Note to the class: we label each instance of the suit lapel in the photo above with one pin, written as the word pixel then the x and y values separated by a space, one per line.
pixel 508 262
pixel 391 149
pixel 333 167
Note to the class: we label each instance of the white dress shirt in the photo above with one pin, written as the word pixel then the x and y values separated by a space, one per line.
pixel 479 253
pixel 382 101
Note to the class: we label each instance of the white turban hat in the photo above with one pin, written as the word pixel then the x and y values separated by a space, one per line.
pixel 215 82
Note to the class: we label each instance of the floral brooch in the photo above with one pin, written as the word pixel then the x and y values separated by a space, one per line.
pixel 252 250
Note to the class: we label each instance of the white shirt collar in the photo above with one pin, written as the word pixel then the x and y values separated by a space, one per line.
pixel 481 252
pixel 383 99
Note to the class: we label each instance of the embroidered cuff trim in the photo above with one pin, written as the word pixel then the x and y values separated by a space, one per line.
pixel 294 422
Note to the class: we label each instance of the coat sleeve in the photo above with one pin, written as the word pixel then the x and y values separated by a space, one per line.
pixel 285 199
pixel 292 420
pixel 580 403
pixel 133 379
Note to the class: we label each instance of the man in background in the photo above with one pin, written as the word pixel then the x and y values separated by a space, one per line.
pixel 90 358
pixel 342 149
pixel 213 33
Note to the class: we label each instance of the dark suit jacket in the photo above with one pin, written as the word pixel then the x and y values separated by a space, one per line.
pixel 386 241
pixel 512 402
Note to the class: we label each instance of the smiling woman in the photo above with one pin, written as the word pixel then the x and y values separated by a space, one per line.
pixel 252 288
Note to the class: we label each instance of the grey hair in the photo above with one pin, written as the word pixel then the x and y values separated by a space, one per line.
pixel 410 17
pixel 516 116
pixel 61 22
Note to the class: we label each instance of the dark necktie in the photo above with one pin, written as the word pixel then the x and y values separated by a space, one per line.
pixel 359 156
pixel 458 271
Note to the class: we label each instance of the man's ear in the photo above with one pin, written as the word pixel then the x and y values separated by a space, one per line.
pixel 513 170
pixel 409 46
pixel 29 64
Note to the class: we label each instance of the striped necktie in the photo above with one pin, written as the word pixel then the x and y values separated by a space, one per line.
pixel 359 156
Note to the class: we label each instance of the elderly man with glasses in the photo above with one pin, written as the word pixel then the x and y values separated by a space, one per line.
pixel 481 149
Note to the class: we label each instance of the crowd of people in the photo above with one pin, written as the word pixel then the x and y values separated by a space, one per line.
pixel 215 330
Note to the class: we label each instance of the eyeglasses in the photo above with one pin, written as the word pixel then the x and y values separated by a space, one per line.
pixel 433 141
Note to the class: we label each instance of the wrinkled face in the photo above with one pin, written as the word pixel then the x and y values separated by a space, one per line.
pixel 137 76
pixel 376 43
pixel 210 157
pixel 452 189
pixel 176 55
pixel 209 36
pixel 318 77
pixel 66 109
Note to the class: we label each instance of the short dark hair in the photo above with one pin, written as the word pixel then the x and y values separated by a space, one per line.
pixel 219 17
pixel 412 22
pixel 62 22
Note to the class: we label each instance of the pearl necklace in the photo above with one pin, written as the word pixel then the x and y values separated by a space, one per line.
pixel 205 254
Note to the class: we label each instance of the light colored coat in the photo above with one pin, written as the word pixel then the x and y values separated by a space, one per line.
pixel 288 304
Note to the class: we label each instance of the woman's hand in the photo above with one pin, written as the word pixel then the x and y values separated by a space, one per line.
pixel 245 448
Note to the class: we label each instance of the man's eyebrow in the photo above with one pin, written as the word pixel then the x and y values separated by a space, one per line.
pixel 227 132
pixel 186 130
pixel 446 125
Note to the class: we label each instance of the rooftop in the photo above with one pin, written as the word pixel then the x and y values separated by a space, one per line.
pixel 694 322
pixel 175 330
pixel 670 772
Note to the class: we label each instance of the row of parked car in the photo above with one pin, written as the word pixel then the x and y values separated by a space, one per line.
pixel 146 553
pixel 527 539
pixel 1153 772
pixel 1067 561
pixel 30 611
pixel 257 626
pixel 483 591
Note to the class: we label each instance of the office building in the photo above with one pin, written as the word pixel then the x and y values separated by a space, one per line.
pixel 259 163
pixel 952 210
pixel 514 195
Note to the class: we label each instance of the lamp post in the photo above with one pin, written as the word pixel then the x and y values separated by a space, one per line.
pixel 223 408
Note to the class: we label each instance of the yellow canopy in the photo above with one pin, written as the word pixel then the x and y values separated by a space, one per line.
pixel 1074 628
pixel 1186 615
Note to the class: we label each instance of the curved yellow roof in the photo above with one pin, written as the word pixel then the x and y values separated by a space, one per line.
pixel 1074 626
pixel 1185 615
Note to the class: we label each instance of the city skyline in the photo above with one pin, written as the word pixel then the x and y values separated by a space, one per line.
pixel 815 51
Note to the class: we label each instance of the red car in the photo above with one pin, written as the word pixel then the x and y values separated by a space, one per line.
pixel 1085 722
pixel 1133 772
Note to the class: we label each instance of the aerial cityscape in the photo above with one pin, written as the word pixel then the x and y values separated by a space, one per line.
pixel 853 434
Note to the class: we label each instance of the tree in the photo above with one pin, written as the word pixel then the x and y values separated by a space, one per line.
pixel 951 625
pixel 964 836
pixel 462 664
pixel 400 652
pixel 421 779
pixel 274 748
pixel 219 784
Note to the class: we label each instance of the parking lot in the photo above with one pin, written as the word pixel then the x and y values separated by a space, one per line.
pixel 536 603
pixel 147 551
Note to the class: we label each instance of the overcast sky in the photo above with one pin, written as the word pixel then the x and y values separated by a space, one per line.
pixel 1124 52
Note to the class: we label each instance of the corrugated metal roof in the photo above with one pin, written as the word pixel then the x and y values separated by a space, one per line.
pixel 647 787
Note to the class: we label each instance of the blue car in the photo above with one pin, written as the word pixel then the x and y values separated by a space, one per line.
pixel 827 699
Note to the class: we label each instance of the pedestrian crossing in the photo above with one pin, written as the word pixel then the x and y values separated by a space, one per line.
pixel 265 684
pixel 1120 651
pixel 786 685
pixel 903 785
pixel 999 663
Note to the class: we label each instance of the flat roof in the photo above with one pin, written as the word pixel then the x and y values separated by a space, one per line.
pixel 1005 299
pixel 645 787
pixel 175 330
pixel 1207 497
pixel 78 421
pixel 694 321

•••••

# [What the task requires]
What do the records say? Quote them all exactly.

# [Result below]
Note to the class: we label each instance of the suit lapel in the photo above with one pin, written as the word pixel then the x and y values separated by a space, one per line.
pixel 508 262
pixel 391 149
pixel 333 167
Note to the class: we label each instance of the white dress shirt in the photo above with one pin, written as the word pixel then the x and y values separated by a space, one per line.
pixel 479 253
pixel 382 101
Note to the class: we label each instance of the white turban hat in the photo above with one pin, written as the word pixel then the x and y values separated by a space, one per line.
pixel 215 82
Note to the class: we label each instance of the floral brooch in the photo above with one pin, written as the word pixel then the x and y values separated by a space, one per line.
pixel 252 250
Note to the class: we label each instance of the white shirt collar in the photo above with one pin, written as the word pixel then the x and y values separated by a space, one per line.
pixel 481 252
pixel 383 99
Note to the class: we label each instance of the embroidered cuff trim in the photo above with one pin, written as the word pixel then the x and y values separated by a space, one per line.
pixel 294 422
Note to the class: we label each instance of the coat sleeve in the photo above with one pin, written as the word pixel then the x and y values separated by a space, one per line.
pixel 285 199
pixel 292 420
pixel 580 403
pixel 133 379
Note to the class: we label each instance of the man in background in the photo above with one pin, written as the word pixel then the x and y values separated by a space, one per line.
pixel 90 358
pixel 342 149
pixel 213 33
Note to the class: we label each instance of the dark suit jacket in the photo above with one pin, written as the word pixel then the x and y values separated by a space, one per line.
pixel 386 241
pixel 512 402
Note to the class: we label each instance of the smiling woman in the photo above with one pin, written as the word pixel then the x and y values separated by a space, one per line.
pixel 252 288
Note to the class: we label each instance of the grey hair in the photo above with one pin, written as the word pixel then the x and y values separated by a space, one per line.
pixel 410 17
pixel 516 116
pixel 61 22
Note to the class: we label each instance of the dark necktie in the photo above with one pin, written as the word pixel then the x and y values separated by a space, one per line.
pixel 359 156
pixel 458 271
Note to the class: we label each instance of the man's ear in the photo above with one pin, written as the word pixel then the x and y values separated by a space, one per line.
pixel 513 170
pixel 409 46
pixel 29 64
Note to the class: we label each instance of the striped necktie in the photo above with one pin, written as the word pixel then the x and y values separated by a space, one per line.
pixel 359 156
Note to the class: we label each instance of the elderly man with glasses in the photo above with one pin, written as the word pixel then the x and y values separated by a space, one per line.
pixel 481 149
Note to the class: we label each instance of the crowd of people in the photo above with one pin, written as the word pixel then the x and y values separated by a space, one per line.
pixel 215 330
Note to the class: we label each instance of the eyeglasses in the photo above with one pin, written as the word pixel then the x and y values separated by a space, one per line.
pixel 433 141
Note to the class: we label each instance of the wrinkled face in the photo above with one pin, written as the word pixel then the x and y values separated by a space, one per line.
pixel 137 76
pixel 376 43
pixel 210 157
pixel 452 189
pixel 176 55
pixel 209 36
pixel 318 77
pixel 66 109
Note to the class: we label each instance of the short dark hair in the photo above with one pin, written as the word pixel then the x and y values separated by a space, one per line.
pixel 219 17
pixel 412 22
pixel 62 22
Note to the class: we label each instance of the pearl necklace in the photo above with one pin, written as the word pixel then the x and y values separated by a space, one per line.
pixel 205 254
Note to the class: we label each instance of the light colored coat in the photo above with one pin, written as the word pixel then the x and y values separated by a space, one per line.
pixel 288 304
Note to the class: we label each instance of the woman's hand in the photo above with one pin, written as the word pixel then the x and y values separated by a space, one per line.
pixel 245 448
Note to the class: we label each instance of the man's eyebrow in the photo above with one pin, written as the word pixel then the x and y values separated by a space, one per line.
pixel 227 132
pixel 186 130
pixel 446 125
Note to the class: we label each instance of the rooftop in the photo above with one pin, written as the word pixel then the x and y values separated by a space, one per line.
pixel 694 322
pixel 175 330
pixel 670 772
Note to the class: we label each instance of the row of parked car in the photo above with one pin, written as the word pixel then the x and y values separated by a space, one per line.
pixel 146 553
pixel 527 539
pixel 1153 772
pixel 1067 561
pixel 30 611
pixel 257 626
pixel 483 591
Note to the class: we label each instance of the office building in the photo above with one pin, written as the word pixel then the x and y values separated by a space, one per line.
pixel 259 163
pixel 952 210
pixel 514 195
Note to the class: we label each instance of the lamp post in the photo above with one pin, written as the word pixel then the x and y values separated by a space, one per line.
pixel 223 408
Note to the class: we label each instance of the yellow canopy in the photo above with one pin, written as the word pixel then the x and y values separated by a space, one per line.
pixel 1074 628
pixel 1186 615
Note to the class: we label each instance of the curved yellow roof in the photo above with one pin, written as the word pixel then the x and y values separated by a space, one per line.
pixel 1074 626
pixel 1185 615
Note to the class: we label each instance of the city skyline in the photo above with one pin, written as the word pixel then the x and y values separated by a space, one per line.
pixel 815 51
Note to the class: we label each instance of the red car in the photo above with one pin, written as the word pixel then the x and y values separated by a space, one per line.
pixel 1085 722
pixel 1133 772
Note to the class: we label each instance of the aerial cityscape in the photo above with one pin, written as the word pixel then the x and y values separated by a space, one per line.
pixel 853 434
Note to the class: we label each instance of the tree in the photo above with one pin, written as the word pixel then the x and y values separated by a space, one per line.
pixel 951 625
pixel 964 836
pixel 462 664
pixel 400 652
pixel 421 779
pixel 274 748
pixel 219 784
Note to the class: we label each instance of the parking lot in the photo above with one pin, written as the word pixel then the x and y values separated by a space, one per line.
pixel 536 603
pixel 147 551
Note to the class: we label each instance of the overcast sky in the photo above with one pin, written as the word pixel then the x and y values separated by a space, one per line.
pixel 1124 52
Note to the class: we label each instance of the corrugated metal roof in the photo above with one pin, written as the word pixel then the x and y values separated by a space, one per line.
pixel 647 787
Note to the class: we label each instance of the blue car in the photo above with one pin, written as the word pixel then the x and y values separated by a space, one per line.
pixel 827 699
Note to the class: we label each instance of the pedestrian crossing in the photo above with one pin, written as the word pixel then the x and y values separated by a space, one per line.
pixel 265 684
pixel 1120 651
pixel 786 685
pixel 903 785
pixel 999 663
Note to the class: we label each instance of the flat roof in the photo above with one pin, written as the word pixel then the x and y values separated by a space, one per line.
pixel 1005 299
pixel 645 787
pixel 175 330
pixel 1207 497
pixel 78 421
pixel 694 321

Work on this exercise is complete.